_PROBLEM_:
Rewrite the lines below with every "wood plank flooring" switched to "hardwood floor" and nothing else changed. Omit the pictures.

_DATA SUPPLIED_:
^^^^^^^^
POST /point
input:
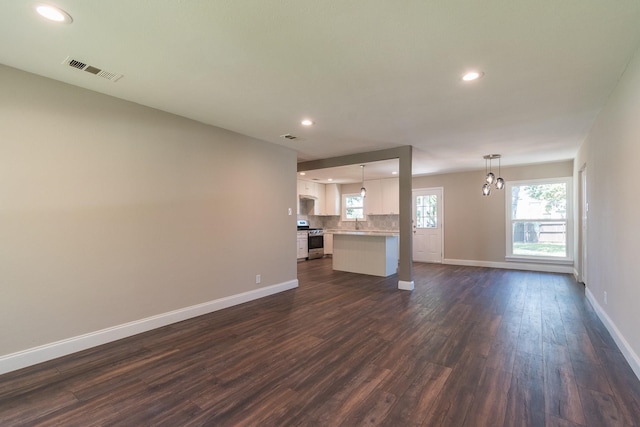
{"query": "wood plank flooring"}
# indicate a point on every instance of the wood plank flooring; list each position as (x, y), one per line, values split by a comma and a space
(468, 347)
^^^^^^^^
_OUTPUT FOR THIS TASK_:
POST /point
input:
{"query": "hardwood floor"}
# indicate a point on every instance of the hardwood floor; list each position as (x, y), one per line, values split by a comma and a space
(468, 347)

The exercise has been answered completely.